▶ **Requirement 1**
In the passage on designing for failure, take the part that opens with the words "As some readers" and closes with "updated than applications.", and reproduce it with "asynchronous communication" switched to "message-based communication".
▶ **Requirement 2**
Pick up the passage on designing for failure after its last sentence and continue it.

▶ **Source document**
════════════════

Always have a plan C

Plans A and B often fail. If basic communication fails and then you repeat communication to no avail, it’s time for plan C. Emergency procedure. This is where the idea of “design for failure”, widely used when designing distributed systems, comes to the rescue. When implementing any communication in such system, we must immediately think what we can do if it fails. By integrating a sales module with a fraud detection system, we immediately plan what we will do if the anti-fraud module is not available. Should we reject all customers? Or maybe we should accept all of them? Or maybe we should accept returning customers provided that the value of their order does not exceed PLN 500? Whatever decision we take, it comes with an additional business risk. And taking such risks is not the responsibility of IT. In other words: programmers indicate the necessity of developing such fallback, but it is the business that decides how it is supposed to work.

Please don’t wait. We’ll call you back

As some readers may have noticed, most of the problems described above concern synchronous communication. Isn’t it better to use asynchronous communication? Of course, it is! What is more, it is the default form of communication we should consider. We always use it until our model of operation is: “I need this information now, and if I don’t get it, I can manage differently (fallback)”. The main advantage of integration using queues is that the two sides do not have to live at the same time. If system A sends a message when system B is unavailable, it will process it immediately after restarting, even if system A is turned off at the time of the process. It’s only the queue that has to work. A queue is somewhat similar to databases, i.e. it is treated like an infrastructure element. As a result, it is more accessible and less frequently updated than applications.

════════════════

▶ **Exercise data**

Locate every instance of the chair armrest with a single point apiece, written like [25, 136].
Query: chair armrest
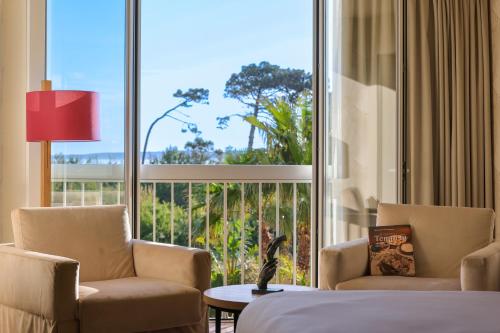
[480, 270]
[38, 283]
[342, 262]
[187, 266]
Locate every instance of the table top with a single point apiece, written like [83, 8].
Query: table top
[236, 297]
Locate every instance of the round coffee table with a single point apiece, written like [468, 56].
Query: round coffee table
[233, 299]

════════════════

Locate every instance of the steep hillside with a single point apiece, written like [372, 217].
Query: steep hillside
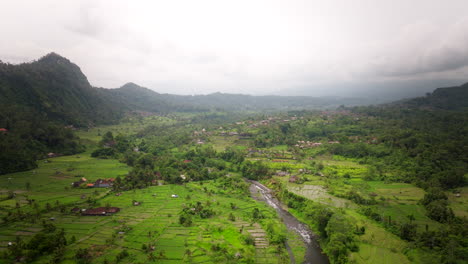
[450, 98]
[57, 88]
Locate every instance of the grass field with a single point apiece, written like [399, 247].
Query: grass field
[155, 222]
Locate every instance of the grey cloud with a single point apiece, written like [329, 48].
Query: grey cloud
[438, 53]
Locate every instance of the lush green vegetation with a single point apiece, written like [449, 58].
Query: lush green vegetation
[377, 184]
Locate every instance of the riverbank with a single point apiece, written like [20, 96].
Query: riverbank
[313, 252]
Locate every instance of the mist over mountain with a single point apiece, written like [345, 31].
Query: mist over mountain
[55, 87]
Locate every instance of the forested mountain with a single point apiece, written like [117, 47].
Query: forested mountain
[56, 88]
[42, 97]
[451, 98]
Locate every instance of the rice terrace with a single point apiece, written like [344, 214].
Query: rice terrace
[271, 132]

════════════════

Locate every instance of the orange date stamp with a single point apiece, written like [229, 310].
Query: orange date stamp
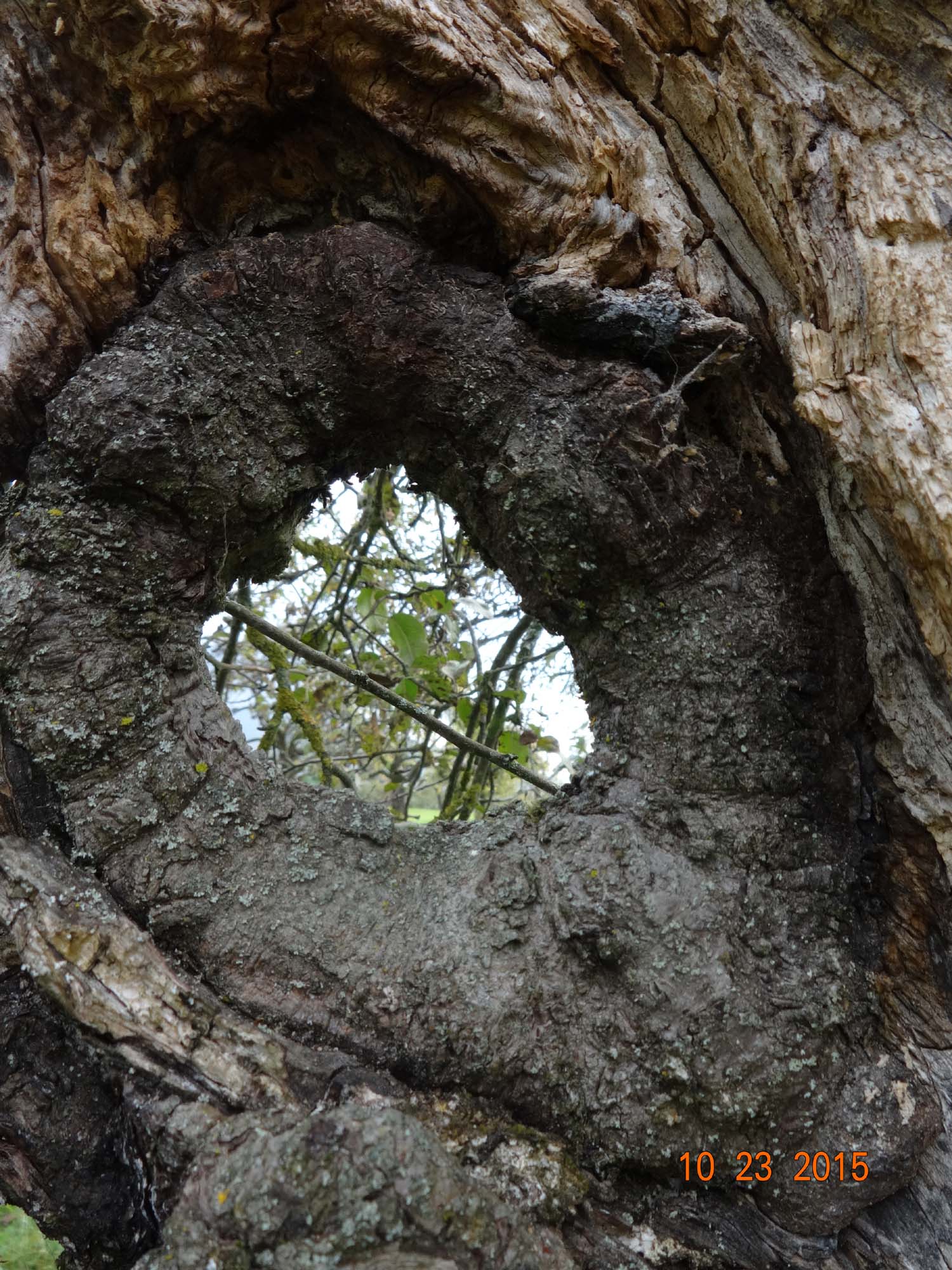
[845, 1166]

════════════════

▶ **Exercise response 1**
As some readers may have noticed, most of the problems described above concern synchronous communication. Isn’t it better to use message-based communication? Of course, it is! What is more, it is the default form of communication we should consider. We always use it until our model of operation is: “I need this information now, and if I don’t get it, I can manage differently (fallback)”. The main advantage of integration using queues is that the two sides do not have to live at the same time. If system A sends a message when system B is unavailable, it will process it immediately after restarting, even if system A is turned off at the time of the process. It’s only the queue that has to work. A queue is somewhat similar to databases, i.e. it is treated like an infrastructure element. As a result, it is more accessible and less frequently updated than applications.

▶ **Exercise response 2**
Distributed monolith

A distributed system, even if we call it “microservices” but if it doesn’t have the mechanisms described above, is simply a monolith distributed over several machines. Monolithic architecture assumes that components, since they work within one application, are available simultaneously. Following the same assumptions in microservices means that the real availability of the platform will be closer to a direction indicator (it works - it doesn’t work - it works - it doesn’t work) than enterprise class software. Considering the above practices allows for migration from a distributed monolith to a properly functioning distributed system.